***** Items

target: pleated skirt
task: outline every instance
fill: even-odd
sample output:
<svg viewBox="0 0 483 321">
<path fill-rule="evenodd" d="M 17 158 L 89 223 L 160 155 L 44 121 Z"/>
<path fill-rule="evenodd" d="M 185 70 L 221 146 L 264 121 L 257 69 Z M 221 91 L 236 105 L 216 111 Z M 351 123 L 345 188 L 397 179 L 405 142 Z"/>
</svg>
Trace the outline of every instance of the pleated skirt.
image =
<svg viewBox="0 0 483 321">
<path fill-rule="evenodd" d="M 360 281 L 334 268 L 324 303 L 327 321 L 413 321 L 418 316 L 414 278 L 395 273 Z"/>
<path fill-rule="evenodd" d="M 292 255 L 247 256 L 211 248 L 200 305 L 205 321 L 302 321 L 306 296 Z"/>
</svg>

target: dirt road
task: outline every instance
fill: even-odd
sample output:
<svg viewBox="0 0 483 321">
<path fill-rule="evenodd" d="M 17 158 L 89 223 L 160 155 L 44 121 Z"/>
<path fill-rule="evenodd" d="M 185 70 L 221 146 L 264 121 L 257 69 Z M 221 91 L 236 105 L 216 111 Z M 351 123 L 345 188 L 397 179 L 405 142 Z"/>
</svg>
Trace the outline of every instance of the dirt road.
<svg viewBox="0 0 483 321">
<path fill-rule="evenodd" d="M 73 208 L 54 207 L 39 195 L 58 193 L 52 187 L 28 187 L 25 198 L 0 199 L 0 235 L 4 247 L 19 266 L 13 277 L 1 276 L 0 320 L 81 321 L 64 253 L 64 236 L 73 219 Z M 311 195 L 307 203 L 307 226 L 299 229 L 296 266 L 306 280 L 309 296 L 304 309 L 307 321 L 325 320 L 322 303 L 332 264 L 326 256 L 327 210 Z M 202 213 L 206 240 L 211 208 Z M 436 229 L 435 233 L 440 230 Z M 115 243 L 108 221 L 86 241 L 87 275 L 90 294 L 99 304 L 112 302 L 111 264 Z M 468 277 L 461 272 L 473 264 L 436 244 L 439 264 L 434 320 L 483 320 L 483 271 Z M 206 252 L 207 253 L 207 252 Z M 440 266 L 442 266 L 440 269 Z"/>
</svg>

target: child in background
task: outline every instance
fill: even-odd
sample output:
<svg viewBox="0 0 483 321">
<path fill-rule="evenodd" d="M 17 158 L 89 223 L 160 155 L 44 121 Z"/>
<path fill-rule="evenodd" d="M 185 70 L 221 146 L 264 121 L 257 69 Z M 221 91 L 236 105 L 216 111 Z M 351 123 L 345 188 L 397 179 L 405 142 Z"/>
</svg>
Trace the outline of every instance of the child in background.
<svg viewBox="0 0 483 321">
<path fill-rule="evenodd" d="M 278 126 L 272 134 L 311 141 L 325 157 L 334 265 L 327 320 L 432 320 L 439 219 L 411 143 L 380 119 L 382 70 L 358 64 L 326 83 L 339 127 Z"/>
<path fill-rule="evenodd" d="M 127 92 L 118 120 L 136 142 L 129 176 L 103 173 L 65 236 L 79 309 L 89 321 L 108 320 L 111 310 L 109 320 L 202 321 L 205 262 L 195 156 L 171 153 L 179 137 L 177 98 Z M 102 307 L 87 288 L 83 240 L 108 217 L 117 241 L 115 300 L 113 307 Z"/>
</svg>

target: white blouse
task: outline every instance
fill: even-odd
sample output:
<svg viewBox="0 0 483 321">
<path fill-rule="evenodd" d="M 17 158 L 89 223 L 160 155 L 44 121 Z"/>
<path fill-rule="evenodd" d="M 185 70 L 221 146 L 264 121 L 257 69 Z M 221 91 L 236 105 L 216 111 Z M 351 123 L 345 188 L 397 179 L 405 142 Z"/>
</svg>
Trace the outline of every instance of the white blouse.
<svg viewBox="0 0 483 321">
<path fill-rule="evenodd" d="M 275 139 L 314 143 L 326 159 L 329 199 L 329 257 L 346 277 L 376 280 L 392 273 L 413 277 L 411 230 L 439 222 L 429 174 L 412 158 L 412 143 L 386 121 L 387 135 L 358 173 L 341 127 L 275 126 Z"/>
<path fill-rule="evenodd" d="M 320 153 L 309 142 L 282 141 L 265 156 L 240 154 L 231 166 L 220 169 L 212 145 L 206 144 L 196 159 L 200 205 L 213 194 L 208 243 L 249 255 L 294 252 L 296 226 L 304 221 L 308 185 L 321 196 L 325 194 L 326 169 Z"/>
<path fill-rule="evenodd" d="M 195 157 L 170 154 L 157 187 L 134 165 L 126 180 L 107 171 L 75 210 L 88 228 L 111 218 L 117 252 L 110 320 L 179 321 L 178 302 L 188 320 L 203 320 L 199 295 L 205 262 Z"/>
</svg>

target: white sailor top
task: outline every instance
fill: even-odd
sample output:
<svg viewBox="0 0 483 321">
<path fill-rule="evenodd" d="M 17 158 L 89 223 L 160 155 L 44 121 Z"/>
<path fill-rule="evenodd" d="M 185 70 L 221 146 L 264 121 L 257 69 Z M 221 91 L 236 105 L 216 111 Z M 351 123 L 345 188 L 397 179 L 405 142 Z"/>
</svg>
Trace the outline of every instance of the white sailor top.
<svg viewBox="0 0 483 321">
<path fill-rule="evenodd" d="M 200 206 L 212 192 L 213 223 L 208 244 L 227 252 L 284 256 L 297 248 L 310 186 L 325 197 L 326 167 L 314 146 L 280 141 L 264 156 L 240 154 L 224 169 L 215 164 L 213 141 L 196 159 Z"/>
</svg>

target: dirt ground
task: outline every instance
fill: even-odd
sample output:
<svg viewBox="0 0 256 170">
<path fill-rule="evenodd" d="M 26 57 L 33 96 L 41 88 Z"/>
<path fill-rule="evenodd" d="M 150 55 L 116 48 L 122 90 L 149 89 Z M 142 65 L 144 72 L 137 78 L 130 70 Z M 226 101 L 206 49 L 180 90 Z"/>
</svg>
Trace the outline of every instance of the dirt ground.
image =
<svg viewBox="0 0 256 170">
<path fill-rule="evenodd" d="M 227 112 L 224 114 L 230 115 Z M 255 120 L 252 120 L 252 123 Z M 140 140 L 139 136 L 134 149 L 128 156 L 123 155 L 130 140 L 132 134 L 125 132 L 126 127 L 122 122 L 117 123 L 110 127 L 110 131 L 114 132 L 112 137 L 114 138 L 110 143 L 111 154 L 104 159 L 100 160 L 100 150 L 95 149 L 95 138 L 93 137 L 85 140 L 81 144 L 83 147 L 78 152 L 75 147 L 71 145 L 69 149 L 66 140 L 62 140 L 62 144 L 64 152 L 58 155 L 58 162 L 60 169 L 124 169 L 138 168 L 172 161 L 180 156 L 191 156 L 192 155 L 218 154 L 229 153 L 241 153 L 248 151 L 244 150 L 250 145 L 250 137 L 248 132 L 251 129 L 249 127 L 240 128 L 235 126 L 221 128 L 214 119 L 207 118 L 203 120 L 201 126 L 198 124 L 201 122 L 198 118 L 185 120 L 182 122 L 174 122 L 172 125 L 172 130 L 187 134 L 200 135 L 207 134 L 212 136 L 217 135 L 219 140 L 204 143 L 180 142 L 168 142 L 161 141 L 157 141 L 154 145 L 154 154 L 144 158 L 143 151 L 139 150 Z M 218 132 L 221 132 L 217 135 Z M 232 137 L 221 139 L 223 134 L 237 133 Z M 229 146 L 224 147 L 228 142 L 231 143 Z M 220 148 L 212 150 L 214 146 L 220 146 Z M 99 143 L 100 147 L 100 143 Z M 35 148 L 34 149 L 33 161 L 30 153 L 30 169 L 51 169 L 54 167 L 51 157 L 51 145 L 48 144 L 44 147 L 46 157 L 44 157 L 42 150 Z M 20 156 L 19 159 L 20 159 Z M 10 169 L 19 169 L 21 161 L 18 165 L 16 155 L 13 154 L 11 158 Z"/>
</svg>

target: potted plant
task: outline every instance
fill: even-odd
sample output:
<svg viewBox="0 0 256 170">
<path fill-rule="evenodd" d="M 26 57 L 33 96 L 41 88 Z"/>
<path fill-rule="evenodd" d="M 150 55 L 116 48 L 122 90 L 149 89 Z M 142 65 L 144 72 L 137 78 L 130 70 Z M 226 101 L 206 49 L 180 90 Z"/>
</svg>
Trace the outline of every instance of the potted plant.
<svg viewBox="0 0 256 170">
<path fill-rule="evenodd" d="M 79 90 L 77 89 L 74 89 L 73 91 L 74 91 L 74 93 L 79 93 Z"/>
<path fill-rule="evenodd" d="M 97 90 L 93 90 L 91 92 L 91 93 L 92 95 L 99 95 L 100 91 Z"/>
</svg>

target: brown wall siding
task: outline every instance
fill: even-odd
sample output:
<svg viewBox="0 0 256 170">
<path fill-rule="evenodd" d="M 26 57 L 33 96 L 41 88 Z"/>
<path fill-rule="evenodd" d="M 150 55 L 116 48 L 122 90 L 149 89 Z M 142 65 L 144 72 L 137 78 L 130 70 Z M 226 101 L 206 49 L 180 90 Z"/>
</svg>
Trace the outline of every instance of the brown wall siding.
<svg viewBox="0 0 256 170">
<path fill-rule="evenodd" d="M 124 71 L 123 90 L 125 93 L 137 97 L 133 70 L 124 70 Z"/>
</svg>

**********

What you should do:
Print only the lines from the one with "target: potted plant" to the end of the records, both included.

Reply to the task:
target: potted plant
task: outline every instance
fill: even-odd
sample output:
<svg viewBox="0 0 256 170">
<path fill-rule="evenodd" d="M 26 57 L 33 96 L 41 88 Z"/>
<path fill-rule="evenodd" d="M 150 55 L 116 48 L 122 90 L 149 89 Z M 142 65 L 144 72 L 137 78 L 130 70 Z M 226 101 L 206 49 L 180 90 Z"/>
</svg>
Trace the outline of every instance of the potted plant.
<svg viewBox="0 0 256 170">
<path fill-rule="evenodd" d="M 79 90 L 77 89 L 74 89 L 73 91 L 74 91 L 74 93 L 79 93 Z"/>
<path fill-rule="evenodd" d="M 97 90 L 93 90 L 91 92 L 91 93 L 92 95 L 99 95 L 100 91 Z"/>
</svg>

target: brown wall siding
task: outline every instance
fill: even-odd
sample output:
<svg viewBox="0 0 256 170">
<path fill-rule="evenodd" d="M 26 57 L 33 96 L 41 88 Z"/>
<path fill-rule="evenodd" d="M 150 55 L 116 48 L 122 90 L 149 89 Z M 142 65 L 144 72 L 137 78 L 130 70 Z M 226 101 L 206 49 L 180 90 Z"/>
</svg>
Trace the outline of every instance of the brown wall siding.
<svg viewBox="0 0 256 170">
<path fill-rule="evenodd" d="M 124 71 L 123 90 L 125 93 L 137 97 L 133 70 L 124 70 Z"/>
</svg>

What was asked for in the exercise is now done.